What is expected:
Copy the entries below word for word, but omit any pictures they contain.

Given data:
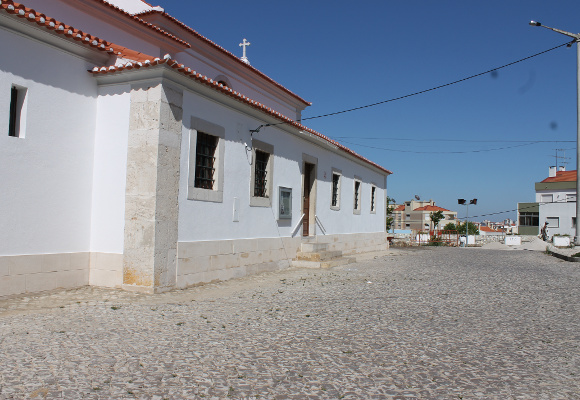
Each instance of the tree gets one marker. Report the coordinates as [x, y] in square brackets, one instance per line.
[472, 229]
[390, 208]
[436, 217]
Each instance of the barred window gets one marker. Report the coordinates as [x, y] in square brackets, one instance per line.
[530, 219]
[261, 172]
[205, 160]
[356, 195]
[335, 181]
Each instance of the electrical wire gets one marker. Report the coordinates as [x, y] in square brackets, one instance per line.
[452, 140]
[436, 87]
[439, 152]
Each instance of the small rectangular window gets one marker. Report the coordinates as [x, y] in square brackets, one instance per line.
[553, 222]
[205, 160]
[529, 219]
[547, 198]
[17, 111]
[261, 174]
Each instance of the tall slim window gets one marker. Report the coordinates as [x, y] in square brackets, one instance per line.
[205, 160]
[356, 195]
[261, 174]
[335, 182]
[17, 111]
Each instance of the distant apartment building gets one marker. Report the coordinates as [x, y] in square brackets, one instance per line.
[415, 215]
[555, 204]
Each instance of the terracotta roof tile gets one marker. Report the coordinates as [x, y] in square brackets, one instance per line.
[220, 48]
[147, 24]
[562, 176]
[488, 229]
[230, 92]
[51, 24]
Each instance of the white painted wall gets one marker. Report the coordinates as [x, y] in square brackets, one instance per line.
[47, 175]
[110, 169]
[560, 208]
[200, 220]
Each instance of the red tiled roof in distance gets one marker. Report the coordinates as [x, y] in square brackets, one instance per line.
[182, 69]
[562, 176]
[488, 229]
[430, 208]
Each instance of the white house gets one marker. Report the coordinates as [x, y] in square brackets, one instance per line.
[137, 153]
[556, 197]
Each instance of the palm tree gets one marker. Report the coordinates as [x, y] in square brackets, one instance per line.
[436, 217]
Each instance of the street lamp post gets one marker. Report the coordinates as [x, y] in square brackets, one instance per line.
[576, 37]
[465, 203]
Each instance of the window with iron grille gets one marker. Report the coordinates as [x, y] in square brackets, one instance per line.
[356, 195]
[335, 182]
[16, 123]
[261, 172]
[530, 219]
[205, 160]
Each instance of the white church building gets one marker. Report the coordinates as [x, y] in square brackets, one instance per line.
[136, 153]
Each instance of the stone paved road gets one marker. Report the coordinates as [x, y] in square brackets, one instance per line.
[415, 324]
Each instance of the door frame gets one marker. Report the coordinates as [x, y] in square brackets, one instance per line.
[307, 159]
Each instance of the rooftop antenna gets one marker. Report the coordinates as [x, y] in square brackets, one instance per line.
[561, 157]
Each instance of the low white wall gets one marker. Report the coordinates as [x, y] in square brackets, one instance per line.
[42, 272]
[207, 261]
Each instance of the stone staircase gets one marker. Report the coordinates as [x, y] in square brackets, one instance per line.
[317, 255]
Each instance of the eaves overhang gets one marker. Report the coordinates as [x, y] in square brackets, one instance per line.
[170, 71]
[555, 185]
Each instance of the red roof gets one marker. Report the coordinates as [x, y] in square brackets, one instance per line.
[232, 93]
[68, 31]
[562, 176]
[145, 61]
[220, 48]
[430, 208]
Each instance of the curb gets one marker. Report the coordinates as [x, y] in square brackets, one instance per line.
[565, 258]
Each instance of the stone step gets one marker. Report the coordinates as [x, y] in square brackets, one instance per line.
[323, 264]
[313, 247]
[319, 256]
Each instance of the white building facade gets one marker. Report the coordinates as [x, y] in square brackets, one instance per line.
[141, 155]
[556, 197]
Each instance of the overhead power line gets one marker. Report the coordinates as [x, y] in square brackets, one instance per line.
[452, 140]
[434, 88]
[440, 152]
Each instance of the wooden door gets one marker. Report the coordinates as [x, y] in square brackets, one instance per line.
[308, 180]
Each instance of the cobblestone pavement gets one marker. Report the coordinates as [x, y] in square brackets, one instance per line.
[414, 324]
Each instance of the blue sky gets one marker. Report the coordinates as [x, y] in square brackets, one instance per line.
[340, 55]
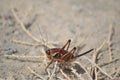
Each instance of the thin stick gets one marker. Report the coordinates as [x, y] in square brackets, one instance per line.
[32, 71]
[50, 78]
[110, 46]
[24, 43]
[97, 66]
[16, 56]
[84, 69]
[117, 72]
[23, 27]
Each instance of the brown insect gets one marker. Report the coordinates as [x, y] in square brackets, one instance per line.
[62, 54]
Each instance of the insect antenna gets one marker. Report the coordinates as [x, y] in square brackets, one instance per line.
[84, 53]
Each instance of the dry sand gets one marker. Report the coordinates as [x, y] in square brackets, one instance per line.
[93, 23]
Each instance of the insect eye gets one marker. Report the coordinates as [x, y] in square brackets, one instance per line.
[48, 52]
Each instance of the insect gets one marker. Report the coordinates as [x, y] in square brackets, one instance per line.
[62, 54]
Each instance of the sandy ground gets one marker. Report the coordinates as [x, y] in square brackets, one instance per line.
[86, 22]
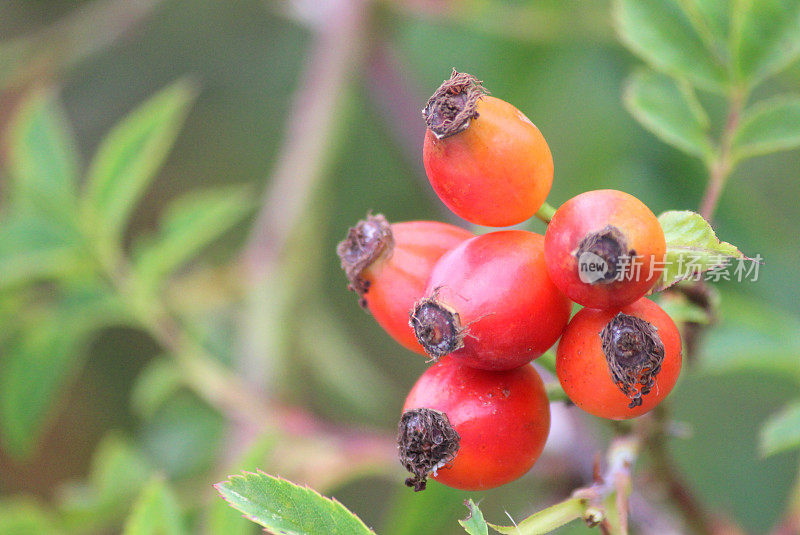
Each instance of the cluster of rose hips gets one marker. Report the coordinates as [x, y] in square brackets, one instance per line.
[483, 307]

Answer:
Each instance of the tree gets one marker. Report the coordinates as [x, y] in square brackets, one instance per line.
[472, 229]
[390, 208]
[436, 217]
Each instance of the barred window gets one marker. Report the coordinates as [x, y] in square brackets, one instance per line.
[530, 219]
[261, 172]
[205, 160]
[356, 195]
[335, 181]
Each instance of the electrical wire gets one marker. Report the coordinates as [x, y] in square brackets, one instance per line.
[452, 140]
[436, 87]
[439, 152]
Each instance of the small rectangular window gets one marker. Report the coordinates as [x, y] in square brackets, one instance per line.
[553, 222]
[205, 160]
[529, 219]
[547, 198]
[17, 111]
[261, 174]
Each instance of the tall slim window gets one marker. Report the coordinates as [x, y] in square brackets, one instance per line.
[205, 160]
[356, 195]
[261, 174]
[335, 182]
[17, 111]
Each instance of the distant apartment building gets one marker. Report the coordinates as [x, y] in square brackets, one instance per line.
[415, 215]
[555, 204]
Each instance of the terracotta roof tile gets one marker. Report the coordinates as [x, y] in square brackets, one instance per line.
[220, 48]
[147, 24]
[562, 176]
[488, 229]
[230, 92]
[51, 24]
Each instance of the white painted wall gets one marker. Report the coordinates as [x, y] in square brackets, one instance per line.
[47, 175]
[110, 169]
[560, 208]
[200, 220]
Each instance of the red tiled roof in distance gets one marker. Report the coordinates as [x, y] in square brackets, one instance per line.
[182, 69]
[562, 176]
[488, 229]
[430, 208]
Each instance of the white house gets one marker. Report the coordinates as [x, y] in square brackets, one instance per line.
[137, 153]
[556, 197]
Each instance of the palm tree gets one marker. Report the coordinates as [x, y] in square brackets, one instance per line.
[436, 217]
Each instance of the street lamp post gets one marker. Report the coordinates as [x, y] in square brackets, one instance per line.
[576, 37]
[465, 203]
Each instance of the window with iron grille gets one marker. Report the coordinates as [x, y] in square brackets, one instance per line.
[356, 195]
[335, 182]
[16, 123]
[261, 172]
[530, 219]
[205, 160]
Each instance of the white church building gets one marker. Report the coordinates as [x, y] in square brackets, one instance per line.
[136, 153]
Each instance of the stone paved road gets one marker. Report the coordinates as [x, y] in square brackets, one instance per line.
[415, 324]
Each instance of the door frame gets one marker. Report the coordinates as [x, y] in square brackets, one instance per line.
[307, 159]
Each instance of the rooftop antenna gets one marker. Report the coordinates as [x, y] in square brackets, one instance per line.
[561, 157]
Each instance of the low white wall gets one marker. Report the coordinates as [x, y] in square brackets, one instance per line.
[42, 272]
[207, 261]
Each instance of the stone staircase gets one marker. Report the coordinates as [x, y] in square brackets, one instance per line.
[317, 255]
Each instance of the eaves overhang gets one marker. Report the coordinates as [x, y] in square brackets, one instance per line.
[170, 71]
[555, 185]
Each instance of the red roof gets one marker. Report the coordinates as [x, y] in square brackets, one instance per line.
[232, 93]
[68, 31]
[562, 176]
[145, 61]
[220, 48]
[430, 208]
Each instance of the curb gets one marker. Report the coordinates as [x, y] in square brackets, one instance per line.
[565, 258]
Each instance of the stone step gets one marker. Report the coordinates as [x, y] in square brackets, one instance per line.
[323, 264]
[313, 247]
[319, 256]
Each instance of the white building facade gets one marker. Report the coordinates as [x, y] in square brackets, one instance per line.
[141, 155]
[556, 197]
Each instance of the overhead power line gets one marker. Report the coordinates as [x, y] in square brackets, one instance per line.
[452, 140]
[434, 88]
[440, 152]
Each instance of the wooden door gets one marker. Report the coordinates as [x, y] in square brackets, one instance per line.
[308, 180]
Each instance of the cobblestone pavement gets one marker. Report the coordinates as [x, y] in square brackets, one instance per line.
[414, 324]
Each instance of the blue sky gets one marker. Report the coordinates as [x, y] in square brackets, one instance per line.
[340, 55]
Each instance of the thin stick gets one marker. Report the coordinates as [x, y] in square brackets, one instance per line.
[32, 71]
[50, 78]
[110, 46]
[24, 43]
[97, 66]
[16, 56]
[84, 69]
[117, 72]
[23, 27]
Each instance of the brown insect gets one marker. Report the coordinates as [x, y] in square brackets, one instance per line.
[62, 54]
Each instance of the insect antenna gets one marker. Report the coordinates as [x, y] in square brackets, one instance per line.
[84, 53]
Each instance of the dry sand gets one marker. Report the coordinates as [x, y] in square brackets, one instance per line.
[93, 23]
Each instance of the insect eye gets one marker. Report the coordinates as [x, y] in square brackets, one instance per line.
[48, 52]
Each instance of the insect gets one marker. Report the coordinates as [x, y] in square brackets, one instance per line.
[62, 54]
Each instance of the sandy ground gets one marker. Report the coordinates as [x, y] in square brackets, one instance per line.
[86, 22]
Each instance of the cluster of rose hips gets one marker. Report the coordinates as [x, y] in square brackets, one instance per line.
[483, 307]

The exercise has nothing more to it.